Selection.
Optimal and Nonoptimal Gronwall Lemmas

Abstract

In this paper, we study some optimal inequalities of the Riccati type and of the Bihari type. We also consider nonoptimal inequalities of the Wendorf type. At the same time, we get a partial answer to Problems 5 and 9, formulated by I. A. Rus. This paper is also motivated by the fact that, in many inequalities, the upper bound is not an optimal one.

1. Introduction

Generally, inequalities have an important role in the development of all branches of mathematics—for instance, in differential and integral equations theory, partial differential equations theory, in the qualitative theory of differential equations, and stability theory. Many inequalities appear in modern science, in economical theory, in engineering, etc.

[Image point annotation entries]
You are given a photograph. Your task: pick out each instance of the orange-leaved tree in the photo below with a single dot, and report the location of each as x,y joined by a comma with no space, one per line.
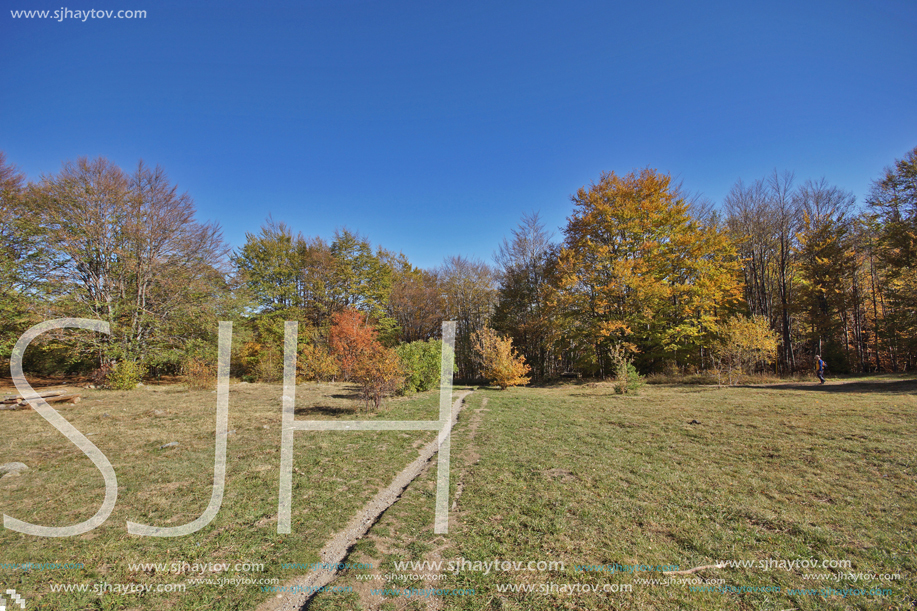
363,359
379,373
502,366
350,337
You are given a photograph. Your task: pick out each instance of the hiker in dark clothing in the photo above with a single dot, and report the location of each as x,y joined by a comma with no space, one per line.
820,368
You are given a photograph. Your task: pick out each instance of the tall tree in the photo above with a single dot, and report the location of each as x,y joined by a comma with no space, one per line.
636,270
134,256
827,266
469,289
525,264
893,199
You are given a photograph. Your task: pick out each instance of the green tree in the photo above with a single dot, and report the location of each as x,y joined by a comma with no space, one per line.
133,255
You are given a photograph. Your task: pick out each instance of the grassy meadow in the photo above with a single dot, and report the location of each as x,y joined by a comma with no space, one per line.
684,476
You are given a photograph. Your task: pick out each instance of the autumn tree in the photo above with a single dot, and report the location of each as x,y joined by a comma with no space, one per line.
469,290
133,255
498,359
893,200
380,373
416,304
25,260
524,267
350,339
744,344
827,267
637,270
363,359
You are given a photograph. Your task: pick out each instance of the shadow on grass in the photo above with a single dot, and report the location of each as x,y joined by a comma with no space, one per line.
837,386
325,410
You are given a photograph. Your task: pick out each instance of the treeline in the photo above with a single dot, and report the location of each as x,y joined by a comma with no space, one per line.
640,271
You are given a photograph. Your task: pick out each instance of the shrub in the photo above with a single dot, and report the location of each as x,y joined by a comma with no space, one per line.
124,375
626,377
502,366
317,363
421,363
379,374
269,367
350,337
200,373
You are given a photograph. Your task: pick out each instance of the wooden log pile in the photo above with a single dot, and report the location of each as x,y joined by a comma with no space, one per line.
53,396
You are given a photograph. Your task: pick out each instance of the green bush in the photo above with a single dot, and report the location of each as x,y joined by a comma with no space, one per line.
626,377
421,362
124,375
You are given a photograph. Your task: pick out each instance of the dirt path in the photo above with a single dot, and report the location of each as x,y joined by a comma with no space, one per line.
300,589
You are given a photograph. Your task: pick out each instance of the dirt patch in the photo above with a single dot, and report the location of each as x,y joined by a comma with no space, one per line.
563,474
470,454
336,550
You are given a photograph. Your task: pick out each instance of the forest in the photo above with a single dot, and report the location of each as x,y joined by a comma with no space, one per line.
642,273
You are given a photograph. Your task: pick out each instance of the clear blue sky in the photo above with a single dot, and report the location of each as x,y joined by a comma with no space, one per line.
432,127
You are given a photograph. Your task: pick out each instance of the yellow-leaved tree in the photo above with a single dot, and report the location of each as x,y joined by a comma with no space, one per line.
496,355
642,268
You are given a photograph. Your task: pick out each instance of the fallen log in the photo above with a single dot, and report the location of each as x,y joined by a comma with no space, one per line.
55,399
44,395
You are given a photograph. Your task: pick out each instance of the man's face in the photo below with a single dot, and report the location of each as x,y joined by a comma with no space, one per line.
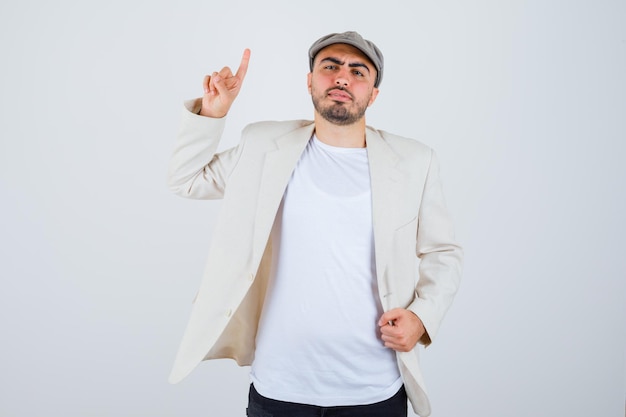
341,84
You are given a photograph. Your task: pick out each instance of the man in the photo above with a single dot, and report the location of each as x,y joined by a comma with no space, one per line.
311,276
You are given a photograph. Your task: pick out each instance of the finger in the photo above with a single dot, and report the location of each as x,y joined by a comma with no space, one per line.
389,317
225,73
205,84
220,86
243,66
214,79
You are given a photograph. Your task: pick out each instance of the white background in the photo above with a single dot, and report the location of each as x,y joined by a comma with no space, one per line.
524,102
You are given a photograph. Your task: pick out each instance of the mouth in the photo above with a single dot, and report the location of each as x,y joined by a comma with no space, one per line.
339,95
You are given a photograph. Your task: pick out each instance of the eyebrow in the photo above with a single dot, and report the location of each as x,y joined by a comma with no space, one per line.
351,65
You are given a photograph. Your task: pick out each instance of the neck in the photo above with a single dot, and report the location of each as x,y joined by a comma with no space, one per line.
349,136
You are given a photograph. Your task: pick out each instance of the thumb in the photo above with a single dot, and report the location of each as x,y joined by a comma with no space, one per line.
388,316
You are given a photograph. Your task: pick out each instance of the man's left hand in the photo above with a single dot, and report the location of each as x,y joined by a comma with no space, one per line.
401,329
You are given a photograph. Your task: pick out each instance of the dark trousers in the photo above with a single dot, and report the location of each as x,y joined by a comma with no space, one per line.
259,406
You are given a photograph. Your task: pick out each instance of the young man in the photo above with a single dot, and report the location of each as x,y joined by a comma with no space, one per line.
311,276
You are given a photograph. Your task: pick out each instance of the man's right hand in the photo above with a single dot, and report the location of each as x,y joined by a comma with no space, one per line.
221,89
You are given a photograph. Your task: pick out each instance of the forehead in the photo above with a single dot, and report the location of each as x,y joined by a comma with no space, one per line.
343,52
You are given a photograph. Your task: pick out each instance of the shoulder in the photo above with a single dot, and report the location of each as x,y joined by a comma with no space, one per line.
400,144
275,128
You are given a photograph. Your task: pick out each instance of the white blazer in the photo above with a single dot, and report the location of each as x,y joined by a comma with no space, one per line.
409,217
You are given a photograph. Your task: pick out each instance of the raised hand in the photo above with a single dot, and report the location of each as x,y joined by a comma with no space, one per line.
221,88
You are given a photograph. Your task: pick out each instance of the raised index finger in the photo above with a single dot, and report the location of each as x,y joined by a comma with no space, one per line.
243,67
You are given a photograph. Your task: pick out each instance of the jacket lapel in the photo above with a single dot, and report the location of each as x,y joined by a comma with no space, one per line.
386,182
277,169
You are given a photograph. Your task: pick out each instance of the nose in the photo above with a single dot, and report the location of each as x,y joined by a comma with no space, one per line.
342,78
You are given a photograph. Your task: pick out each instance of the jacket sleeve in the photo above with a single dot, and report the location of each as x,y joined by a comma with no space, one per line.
196,170
440,256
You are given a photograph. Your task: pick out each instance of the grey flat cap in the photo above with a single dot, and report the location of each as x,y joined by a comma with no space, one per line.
354,39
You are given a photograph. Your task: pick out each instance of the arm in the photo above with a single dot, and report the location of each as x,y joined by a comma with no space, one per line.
439,273
195,170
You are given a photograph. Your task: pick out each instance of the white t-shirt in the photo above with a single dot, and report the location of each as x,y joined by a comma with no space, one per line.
318,340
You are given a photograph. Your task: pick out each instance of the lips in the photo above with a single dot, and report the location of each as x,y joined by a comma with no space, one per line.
339,95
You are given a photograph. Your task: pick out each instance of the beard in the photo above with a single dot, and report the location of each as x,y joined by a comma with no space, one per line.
339,113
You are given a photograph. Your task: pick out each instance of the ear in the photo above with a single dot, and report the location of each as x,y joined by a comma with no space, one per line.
374,95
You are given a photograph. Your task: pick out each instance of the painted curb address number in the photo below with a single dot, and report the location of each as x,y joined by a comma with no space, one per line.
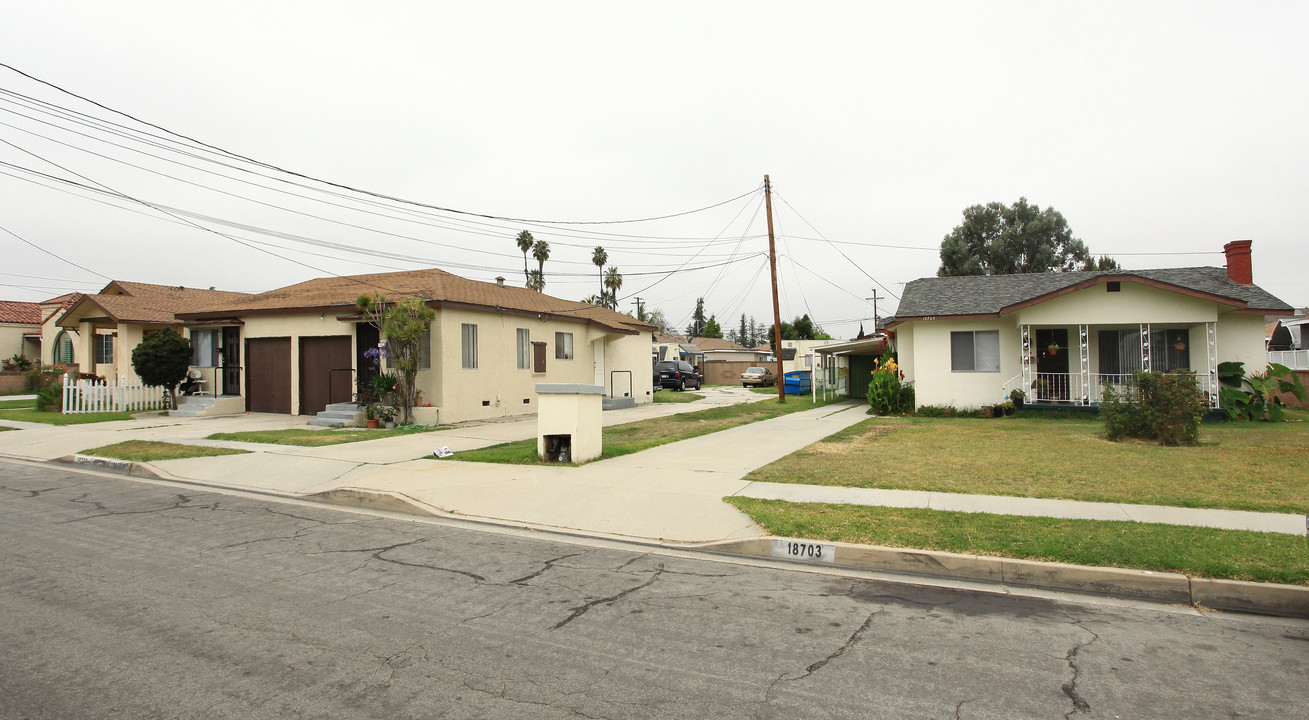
804,550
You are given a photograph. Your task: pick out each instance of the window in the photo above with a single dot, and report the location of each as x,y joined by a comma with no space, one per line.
975,351
563,346
204,348
424,350
63,351
1121,351
104,350
524,348
469,342
538,358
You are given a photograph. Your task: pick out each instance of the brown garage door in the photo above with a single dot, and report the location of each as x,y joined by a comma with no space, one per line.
268,375
325,372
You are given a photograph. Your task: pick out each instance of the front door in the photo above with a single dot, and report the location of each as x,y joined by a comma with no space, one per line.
231,360
1053,354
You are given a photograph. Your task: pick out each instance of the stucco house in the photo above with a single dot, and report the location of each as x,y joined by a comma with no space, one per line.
98,331
301,347
1063,337
20,330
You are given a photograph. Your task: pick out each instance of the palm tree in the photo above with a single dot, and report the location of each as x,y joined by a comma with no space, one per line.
541,252
613,283
598,258
525,242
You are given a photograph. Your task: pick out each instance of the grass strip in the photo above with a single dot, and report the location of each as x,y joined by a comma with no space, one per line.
314,437
677,397
634,437
1241,466
149,450
1194,551
33,415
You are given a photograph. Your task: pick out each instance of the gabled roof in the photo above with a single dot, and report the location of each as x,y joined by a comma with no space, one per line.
20,313
995,295
143,303
432,284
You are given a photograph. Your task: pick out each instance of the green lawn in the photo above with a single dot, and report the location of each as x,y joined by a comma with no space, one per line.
669,396
1248,466
314,437
148,450
632,437
1194,551
33,415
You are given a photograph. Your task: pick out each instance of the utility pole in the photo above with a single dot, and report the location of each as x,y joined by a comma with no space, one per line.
875,299
776,312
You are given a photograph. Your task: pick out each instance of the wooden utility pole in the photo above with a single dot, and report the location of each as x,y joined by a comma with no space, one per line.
776,312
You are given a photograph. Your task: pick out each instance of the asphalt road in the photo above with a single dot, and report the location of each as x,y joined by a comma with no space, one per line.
121,598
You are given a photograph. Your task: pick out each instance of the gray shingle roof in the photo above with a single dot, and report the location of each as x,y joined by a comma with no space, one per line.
981,295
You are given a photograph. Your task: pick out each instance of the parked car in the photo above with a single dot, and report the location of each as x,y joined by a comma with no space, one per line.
677,375
762,377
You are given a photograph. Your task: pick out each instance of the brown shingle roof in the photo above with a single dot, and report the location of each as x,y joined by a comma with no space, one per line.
20,313
431,284
144,303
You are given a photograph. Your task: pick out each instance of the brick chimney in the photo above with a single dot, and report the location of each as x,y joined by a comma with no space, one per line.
1238,262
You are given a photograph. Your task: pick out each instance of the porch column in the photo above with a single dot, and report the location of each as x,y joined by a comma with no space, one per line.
1211,351
1146,348
1026,360
1084,351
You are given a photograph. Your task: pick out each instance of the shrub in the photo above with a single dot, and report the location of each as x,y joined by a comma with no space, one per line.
1155,406
51,398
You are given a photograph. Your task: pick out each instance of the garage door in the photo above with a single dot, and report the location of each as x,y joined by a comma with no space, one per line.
325,372
268,375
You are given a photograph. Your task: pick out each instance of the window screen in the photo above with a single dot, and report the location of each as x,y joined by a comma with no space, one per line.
975,351
469,344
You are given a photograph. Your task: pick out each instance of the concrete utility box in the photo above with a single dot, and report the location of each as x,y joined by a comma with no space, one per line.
568,426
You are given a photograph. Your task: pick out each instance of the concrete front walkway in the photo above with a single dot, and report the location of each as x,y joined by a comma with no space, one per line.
672,492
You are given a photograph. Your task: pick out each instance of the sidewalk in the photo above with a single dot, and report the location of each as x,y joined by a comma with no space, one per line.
672,492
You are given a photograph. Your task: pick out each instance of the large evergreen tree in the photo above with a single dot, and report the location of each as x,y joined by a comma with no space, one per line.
999,240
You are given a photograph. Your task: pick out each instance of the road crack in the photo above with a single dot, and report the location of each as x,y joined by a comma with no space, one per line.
583,609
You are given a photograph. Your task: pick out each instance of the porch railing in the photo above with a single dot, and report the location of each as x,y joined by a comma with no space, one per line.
1067,388
85,396
1293,359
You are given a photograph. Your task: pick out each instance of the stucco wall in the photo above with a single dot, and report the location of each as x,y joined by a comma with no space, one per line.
1134,304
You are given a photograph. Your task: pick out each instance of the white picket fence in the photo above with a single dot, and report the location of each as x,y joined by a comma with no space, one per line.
84,396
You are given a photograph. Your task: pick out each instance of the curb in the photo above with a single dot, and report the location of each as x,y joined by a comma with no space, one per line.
110,465
1263,598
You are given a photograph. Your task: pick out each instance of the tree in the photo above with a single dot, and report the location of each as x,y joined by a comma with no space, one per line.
999,240
525,242
541,253
598,258
1102,262
162,359
697,320
613,283
712,329
405,325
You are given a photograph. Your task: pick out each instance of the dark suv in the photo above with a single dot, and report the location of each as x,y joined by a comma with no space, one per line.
677,375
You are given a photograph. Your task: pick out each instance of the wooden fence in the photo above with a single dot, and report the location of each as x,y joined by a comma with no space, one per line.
85,396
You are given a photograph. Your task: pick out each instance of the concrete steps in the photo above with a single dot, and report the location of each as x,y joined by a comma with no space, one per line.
338,415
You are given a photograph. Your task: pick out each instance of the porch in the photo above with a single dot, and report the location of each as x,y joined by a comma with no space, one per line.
1075,365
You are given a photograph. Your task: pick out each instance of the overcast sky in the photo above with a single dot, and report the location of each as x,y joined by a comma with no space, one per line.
1156,128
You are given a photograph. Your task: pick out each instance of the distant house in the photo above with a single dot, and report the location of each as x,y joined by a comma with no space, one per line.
299,348
98,331
1063,337
20,330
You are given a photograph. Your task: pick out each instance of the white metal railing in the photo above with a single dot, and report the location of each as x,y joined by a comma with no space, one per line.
1293,359
85,396
1067,388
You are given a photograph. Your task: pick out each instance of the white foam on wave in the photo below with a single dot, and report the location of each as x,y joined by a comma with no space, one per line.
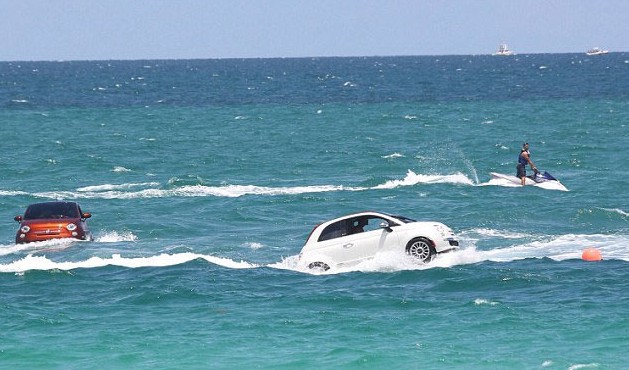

Description of the task.
Answer these questions about the text on Gronwall lemmas:
(a) Which two types of optimal inequalities does the paper study?
(b) Who formulated Problems 5 and 9?
(c) Besides modern science, where does the introduction say many inequalities appear?

Solution for this task.
(a) The Riccati type and the Bihari type.
(b) I. A. Rus.
(c) In economical theory and in engineering.